─── EXCERPTED PASSAGE
States Have Big Chance to Impact Development

Around High-Speed Rail

New Capitol Research Brief Highlights How States Can Maximize Federal Funding,
Improve Communities


LEXINGTON, Ky.— The American Recovery and Reinvestment Act set aside $8 billion in federal funding to help states develop high-speed rail. Although high-speed rail has suffered a number of political setbacks in recent months with some states turning down federal funding, other states continue to plan how to not only use federal funds to improve their state’s transportation infrastructure, but also to better integrate rail into communities and take advantage of the economic development and quality-of-life improvements rail can bring.
In trying to envision a future for high-speed rail communities, state policymakers may be able to draw upon the principles of transit-oriented development, a concept long known in the planning community. The Council of State Governments’ new Capitol Research brief on Transit-Oriented Development examines the policy options available to states to try to shape how development occurs around planned high-speed rail and transit stations.
──────
─── DATASET EXCERPT
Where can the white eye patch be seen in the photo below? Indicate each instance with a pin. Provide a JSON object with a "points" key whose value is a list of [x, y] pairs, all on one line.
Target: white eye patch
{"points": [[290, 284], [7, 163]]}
──────
REQUIRED TASKS
• A. Please rewrite the paragraph of the high-speed rail release that begins "LEXINGTON, Ky.— The American Recovery" in shorter form, keeping its main facts.
• B. Pick up the high-speed rail release after its last sentence and carry it forward.

RESPONSES BY TASK
• A. LEXINGTON, Ky.— The American Recovery and Reinvestment Act set aside $8 billion in federal funding for states to develop high-speed rail. Despite recent political setbacks, including some states turning down the money, other states are still planning to use it to improve transportation infrastructure, integrate rail into communities, and gain the economic development and quality-of-life benefits rail can bring.

• B.
Among the states highlighted in the brief is California, where a new high-speed rail line is planned and where some hope policymakers will learn lessons from what happened when San Francisco’s Bay Area Rapid Transit rail system was developed in the 1960s.  Instead of locating train stations within walking distance of housing and businesses, the transit system ended up with remote stations surrounded by parking and little else due to a lack of a good land-use plan.
“State governments have a strong role to play in helping to shape the kinds of communities Americans say they want—accessible ones with transportation choices and lots of places to live, shop, work and play nearby,” said Sean Slone, senior transportation policy analyst at CSG. “Local, regional and state policymakers need to be encouraged to work together to coordinate plans, find ways to encourage development and promote public-private partnerships. In assuming a strong role, states can help ensure federal, state and private dollars are invested wisely and high-speed rail has the best chance possible to be successful.”
“Transportation can be the key to a brighter economic future, a healthier environment and more sustainable communities,” added Slone.  “But the difference between success and boondoggle can come down to two simple words—thorough planning.”
To learn more, read CSG’s Capitol Research Brief on Transit-Oriented Development. For more information about this or any other topic, visit CSG’s Knowledge Center. Read Sean Slone's blog about today's pressing transportation issues by clicking here.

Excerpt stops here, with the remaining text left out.